| Problem to solve |
Your whole answer should be the number of lines in the material below that include the word "this".

| Information shown |
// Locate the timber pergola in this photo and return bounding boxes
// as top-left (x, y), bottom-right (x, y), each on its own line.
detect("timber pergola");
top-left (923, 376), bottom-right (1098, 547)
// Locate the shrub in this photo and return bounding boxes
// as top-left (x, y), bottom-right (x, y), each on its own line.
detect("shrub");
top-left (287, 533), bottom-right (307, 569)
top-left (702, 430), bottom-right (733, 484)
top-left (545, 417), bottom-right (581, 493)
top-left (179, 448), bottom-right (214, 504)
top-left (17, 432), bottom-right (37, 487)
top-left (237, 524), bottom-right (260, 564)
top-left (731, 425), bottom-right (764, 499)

| Your solution |
2